[Annotation records]
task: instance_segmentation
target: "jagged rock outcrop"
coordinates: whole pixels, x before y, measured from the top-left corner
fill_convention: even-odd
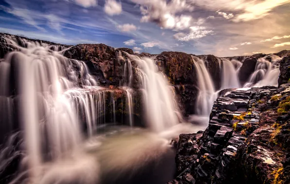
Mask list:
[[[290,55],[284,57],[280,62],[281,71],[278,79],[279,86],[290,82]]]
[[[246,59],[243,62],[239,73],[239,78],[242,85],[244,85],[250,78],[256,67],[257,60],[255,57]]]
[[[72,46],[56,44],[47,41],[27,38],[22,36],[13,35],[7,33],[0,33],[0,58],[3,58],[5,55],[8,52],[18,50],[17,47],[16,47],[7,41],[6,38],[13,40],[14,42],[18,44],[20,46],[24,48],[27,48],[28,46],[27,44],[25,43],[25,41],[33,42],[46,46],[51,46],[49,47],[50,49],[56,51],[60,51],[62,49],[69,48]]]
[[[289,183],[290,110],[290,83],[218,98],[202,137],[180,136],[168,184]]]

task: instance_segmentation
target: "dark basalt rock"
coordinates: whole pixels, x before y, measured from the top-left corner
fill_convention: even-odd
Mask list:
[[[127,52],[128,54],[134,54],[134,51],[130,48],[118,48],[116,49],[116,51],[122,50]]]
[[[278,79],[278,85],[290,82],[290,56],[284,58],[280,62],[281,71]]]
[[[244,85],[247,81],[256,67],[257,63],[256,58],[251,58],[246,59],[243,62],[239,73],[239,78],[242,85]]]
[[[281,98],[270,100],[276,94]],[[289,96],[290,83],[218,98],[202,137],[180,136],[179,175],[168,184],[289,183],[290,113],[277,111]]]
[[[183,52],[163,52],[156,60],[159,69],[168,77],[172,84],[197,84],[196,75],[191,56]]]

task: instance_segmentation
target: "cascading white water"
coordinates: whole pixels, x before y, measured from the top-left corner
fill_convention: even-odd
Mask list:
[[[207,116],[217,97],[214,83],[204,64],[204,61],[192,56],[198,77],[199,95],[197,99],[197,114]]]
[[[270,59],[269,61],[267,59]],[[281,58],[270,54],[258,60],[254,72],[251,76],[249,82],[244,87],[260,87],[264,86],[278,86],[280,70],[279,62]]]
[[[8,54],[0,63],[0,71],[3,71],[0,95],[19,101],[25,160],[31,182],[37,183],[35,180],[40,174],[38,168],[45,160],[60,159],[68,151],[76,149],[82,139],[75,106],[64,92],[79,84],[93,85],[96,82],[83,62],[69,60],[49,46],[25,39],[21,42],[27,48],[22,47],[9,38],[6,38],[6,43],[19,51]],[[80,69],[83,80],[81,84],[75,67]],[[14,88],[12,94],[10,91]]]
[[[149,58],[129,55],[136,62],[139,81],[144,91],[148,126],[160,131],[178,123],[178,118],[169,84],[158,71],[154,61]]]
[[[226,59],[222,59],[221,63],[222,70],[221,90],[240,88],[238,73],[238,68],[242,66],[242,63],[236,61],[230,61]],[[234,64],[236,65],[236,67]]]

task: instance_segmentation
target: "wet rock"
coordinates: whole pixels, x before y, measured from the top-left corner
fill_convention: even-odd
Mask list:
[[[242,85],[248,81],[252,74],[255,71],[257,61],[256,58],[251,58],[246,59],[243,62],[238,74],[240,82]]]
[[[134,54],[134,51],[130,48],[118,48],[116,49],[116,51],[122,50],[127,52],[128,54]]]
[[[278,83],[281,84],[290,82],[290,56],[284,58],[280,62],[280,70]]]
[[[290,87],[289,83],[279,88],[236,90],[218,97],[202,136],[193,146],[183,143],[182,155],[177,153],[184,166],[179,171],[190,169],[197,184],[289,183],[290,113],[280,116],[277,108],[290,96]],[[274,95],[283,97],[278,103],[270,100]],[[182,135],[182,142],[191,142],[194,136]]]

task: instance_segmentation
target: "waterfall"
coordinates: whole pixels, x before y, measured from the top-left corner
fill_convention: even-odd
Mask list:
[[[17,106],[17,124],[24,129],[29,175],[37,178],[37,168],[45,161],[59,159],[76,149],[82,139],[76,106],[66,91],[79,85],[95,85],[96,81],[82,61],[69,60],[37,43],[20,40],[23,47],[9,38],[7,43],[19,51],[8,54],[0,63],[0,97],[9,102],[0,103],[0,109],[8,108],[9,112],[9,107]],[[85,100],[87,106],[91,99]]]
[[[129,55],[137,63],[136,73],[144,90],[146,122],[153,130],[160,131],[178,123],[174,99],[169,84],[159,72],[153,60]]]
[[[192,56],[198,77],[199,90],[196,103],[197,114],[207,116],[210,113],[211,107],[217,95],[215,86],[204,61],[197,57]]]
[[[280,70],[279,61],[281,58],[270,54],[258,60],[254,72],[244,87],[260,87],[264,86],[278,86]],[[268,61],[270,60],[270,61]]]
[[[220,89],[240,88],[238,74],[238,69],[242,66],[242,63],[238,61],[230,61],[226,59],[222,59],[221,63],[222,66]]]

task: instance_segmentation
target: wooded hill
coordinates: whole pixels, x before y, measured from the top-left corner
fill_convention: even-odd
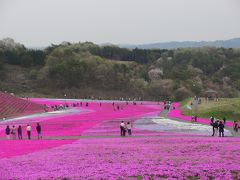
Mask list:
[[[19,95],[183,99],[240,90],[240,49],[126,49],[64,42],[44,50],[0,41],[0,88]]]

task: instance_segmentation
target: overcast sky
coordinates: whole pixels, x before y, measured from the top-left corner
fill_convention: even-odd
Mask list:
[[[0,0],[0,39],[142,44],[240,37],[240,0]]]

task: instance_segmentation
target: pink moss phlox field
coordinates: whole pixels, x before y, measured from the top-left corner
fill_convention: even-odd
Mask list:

EXERCISE OBJECTIVE
Pull out every line in the rows above that contains the string "target". Case counts when matching.

FINISHED EXERCISE
target: "jagged rock outcrop"
target: "dark basalt rock"
target: "cascading white water"
target: "wet rock"
target: "waterfall"
target: wooded hill
target: overcast sky
target: pink moss phlox field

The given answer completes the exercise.